■ 作業内容
1) 新人漁師の記事に名前が記されている人物を、すべて挙げてください。
2) 新人漁師の記事によれば、農林水産省のまとめでは、2021年までの60年間に全国の漁業就業者数はどの程度まで減少しましたか。
3) 新人漁師の記事を、最後の文に続けて書き進めてください。

■ 文書抜粋
***

この網代漁港に2023年4月、19歳の新人漁師2人が誕生した。
1人は愛知県出身の加藤大暉(たいき)さん。
そしてもう1人は静岡市出身の浦田月(しずく)さん。
2人が入社したのは、定置網漁や養殖などを行う網代漁業。若い2人に大きな期待が寄せられている。
網代漁業・林 晋也 専務:
若い人が入ってくると、活気があるというか、若いなりのエネルギーがありますね。さらに、技術が伝えられていく、会社が継続できる。そういう意味では非常にもうありがたく思っております
◆60年で2割に…漁業就業者の減少
農林水産省のまとめによると、2021年までの60年間で、全国の漁業就業者数は約5分の1にまで減少している。網代漁港でも、漁師が減り続けている。
静岡県内唯一の水産高校の焼津水産高校。これまで多くの漁師を育ててきた高校も、こうした現状に危機感を抱くとともに、新人漁師への期待も大きいという。

***

■ 抜粋データ
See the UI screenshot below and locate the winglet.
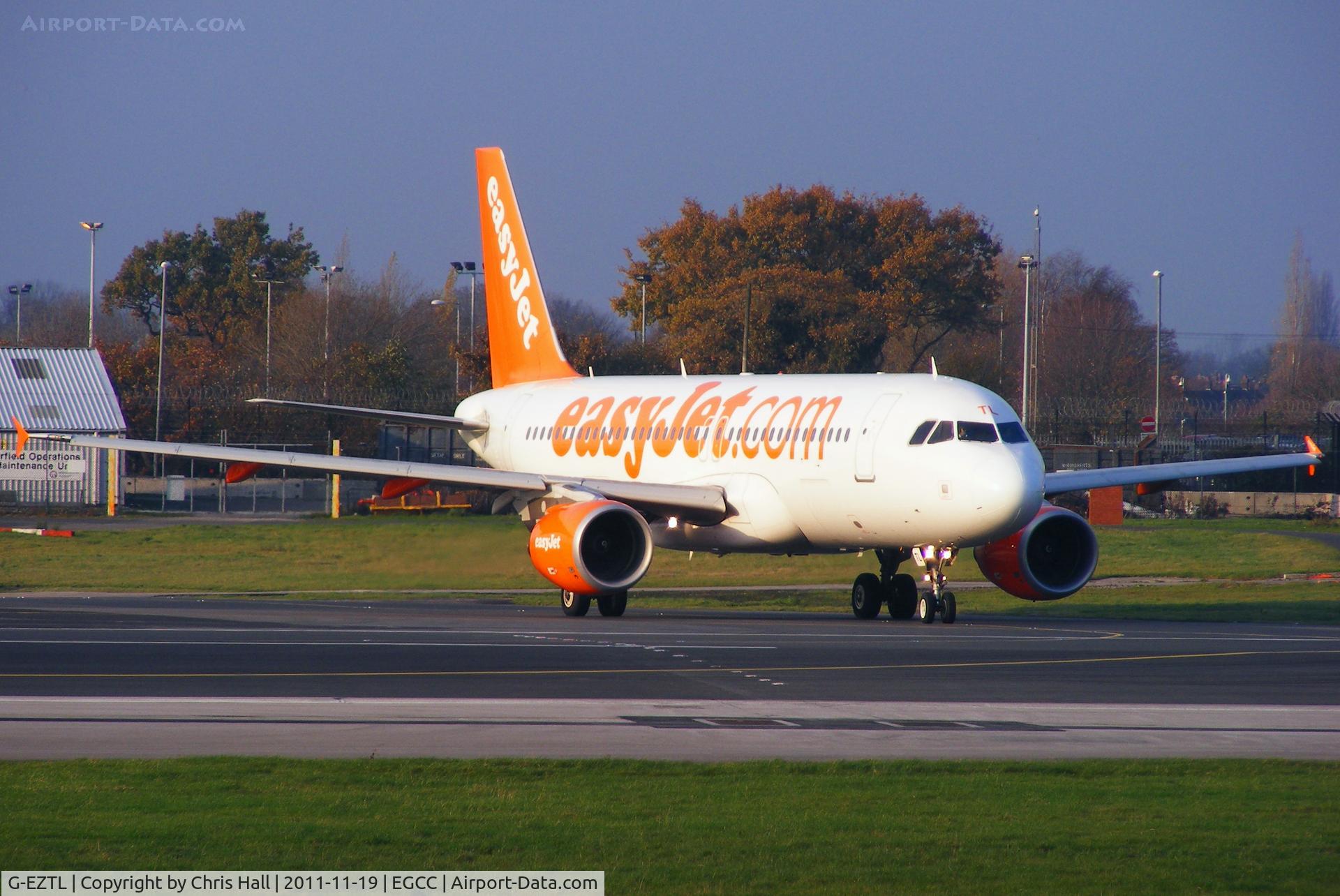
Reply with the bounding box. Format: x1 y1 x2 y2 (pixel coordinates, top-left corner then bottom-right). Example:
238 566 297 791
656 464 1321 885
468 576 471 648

***

■ 期待される結果
1) 加藤大暉(たいき)、浦田月(しずく)、林晋也

2) 約5分の1にまで減少しました。

3)
焼津水産高校 教師・千野 和史 さん:
生徒の考えとのギャップですよね。やはり行って(就職して)からも続かずに、辞めてくる生徒がいるのは、厳しさもあると思います。ただ、ロマンや憧れで就職して頑張ってる生徒もいます。やはり今後もいろんな船に乗り、漁業界を背負っている生徒には、ぜひ期待をしたいと思います
◆一心不乱 “好き”を仕事に
午前1時半、漁師たちが次々と港に集まってきた。船は午前2時、熱海市の沖合に設置された2つの定置網に向け出航、明け方まで水揚げ作業が続く。
新人2人の担当は網の巻き上げ。専用の機械を使い、先輩漁師とタイミングを合わせて網を巻き上げ、魚を1カ所に集める。
網の中に入った新鮮な魚。2人は黙々と作業にあたっていた。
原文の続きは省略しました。